# Extrait du document:
· · ·

Les séries ados françaises parlent enfin aux ados

Il aura fallu 30 ans au genre, trusté par les anglo-saxons, pour exploser en France. De Hélène et les garçons à Skam, retour sur la lente éclosion des séries sur « l'âge ingrat », désormais en plein âge d'or.

Pour les sériephiles français de plus de 30 ans, l’adolescence a un petit accent anglais. Ils ont grandi en direct d’Amérique devant Buffy, Dawson ou Gossip Girl, les pieds dans le sable australien grâce à Hartley, cœurs à vif ou, pour les plus Européens d’entre-eux, dans les soirées Skins de Bristol. Le genre, pris à bras le corps depuis plus de vingt ans par la télévision états-unienne, où l’on trouve des canaux entièrement consacrés aux ados comme The CW ou Freeform, est aussi devenu un point fort du petit écran britannique depuis le succès mondial des séries de la chaîne E4 (Skins, mais aussi Misfits et The Inbetweeners). Aujourd’hui, on trouve sur Netflix des teen dramas (1) espagnols (Elite), danois (The Rain) ou japonais (Alice in Wonderland). Face à cette concurrence étrangère, la France a longtemps peiné, abandonnant les ados aux plateformes et aux réseaux sociaux. Mais les choses sont en train de changer. Résumons la situation, en cinq épisodes.

· · ·

# Entrées de données enregistrées:
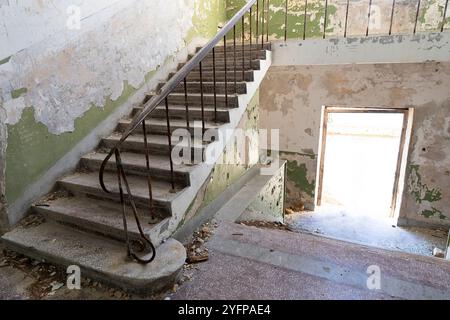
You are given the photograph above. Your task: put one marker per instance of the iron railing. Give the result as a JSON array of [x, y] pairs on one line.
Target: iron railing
[[162, 97], [258, 14]]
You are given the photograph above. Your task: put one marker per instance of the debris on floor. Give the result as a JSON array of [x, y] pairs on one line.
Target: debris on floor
[[32, 220], [196, 251], [296, 207], [47, 281], [438, 253], [266, 224]]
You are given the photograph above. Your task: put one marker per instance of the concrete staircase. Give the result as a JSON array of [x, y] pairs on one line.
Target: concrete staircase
[[83, 225]]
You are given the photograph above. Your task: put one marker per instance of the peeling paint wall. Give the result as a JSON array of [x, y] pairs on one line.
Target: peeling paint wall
[[292, 98], [224, 173], [429, 19], [58, 83], [269, 203]]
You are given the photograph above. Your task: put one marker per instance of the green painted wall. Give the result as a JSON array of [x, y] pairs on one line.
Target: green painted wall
[[32, 150], [223, 174], [430, 17], [295, 18]]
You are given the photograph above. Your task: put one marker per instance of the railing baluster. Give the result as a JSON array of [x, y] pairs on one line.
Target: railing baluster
[[268, 19], [368, 17], [392, 17], [234, 56], [285, 20], [417, 17], [214, 84], [169, 138], [226, 70], [243, 49], [325, 19], [346, 19], [444, 19], [263, 17], [149, 180], [251, 37], [122, 202], [304, 20], [202, 103], [257, 22], [122, 175], [186, 104]]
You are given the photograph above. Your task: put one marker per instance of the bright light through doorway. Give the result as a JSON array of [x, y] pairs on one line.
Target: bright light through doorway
[[360, 161]]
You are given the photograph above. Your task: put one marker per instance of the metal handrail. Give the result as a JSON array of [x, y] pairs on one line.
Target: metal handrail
[[155, 101]]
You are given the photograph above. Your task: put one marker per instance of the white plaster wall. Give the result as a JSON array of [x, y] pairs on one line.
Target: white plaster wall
[[66, 71], [372, 49]]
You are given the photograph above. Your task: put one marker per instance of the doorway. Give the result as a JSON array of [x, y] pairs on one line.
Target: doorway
[[360, 178], [360, 163]]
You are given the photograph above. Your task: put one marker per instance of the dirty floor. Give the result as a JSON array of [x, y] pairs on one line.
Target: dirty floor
[[338, 222], [246, 262]]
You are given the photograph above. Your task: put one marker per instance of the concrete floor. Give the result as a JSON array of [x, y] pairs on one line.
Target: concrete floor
[[252, 263], [341, 223]]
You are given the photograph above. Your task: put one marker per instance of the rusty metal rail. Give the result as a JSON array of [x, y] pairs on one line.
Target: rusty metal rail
[[162, 97]]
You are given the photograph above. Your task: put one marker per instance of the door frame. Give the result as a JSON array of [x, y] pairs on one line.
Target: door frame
[[402, 154]]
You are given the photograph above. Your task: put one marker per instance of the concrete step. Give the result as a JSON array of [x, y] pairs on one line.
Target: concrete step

· · ·

# Énoncé du problème:
Prolongez le texte sur les séries françaises pour adolescents en reprenant juste après sa dernière phrase.

# Corrigé de l'exercice:
Episode 1

Dès la RTF et l’ORTF, l'ancêtre de la télé hexagonale dans les années 1950 à 1970, les programmateurs des chaînes pensent aux ados. Le genre du teen drama dans sa forme moderne n’existe alors pas vraiment – il se dessinera au Canada avec Les Années Collège en 1987, puis aux Etats-Unis avec Beverly Hills en 1990 – mais les histoires pour toute la famille incluent souvent des jeunes, et certains feuilletons, comme on disait alors, s’adressent particulièrement à eux. L’âge heureux (1966) sur des danseurs enfants de l’Opéra de Paris, les fameux « petits rats », Le jeune Fabre (1973), sur un ado de 17 ans qui s’émancipe, ou encore Sébastien et la Mary-Morgane (1970), suite des aventures de Belle et Sébastien, l’adolescence n’est pas une inconnue de la lucarne française. Mais les premières vraies séries du genre arriveront chez nous en même temps qu’outre-Atlantique, au début des années années 1980.

Hélène et les garçons, série créée par Jean-François Porry, AB Production.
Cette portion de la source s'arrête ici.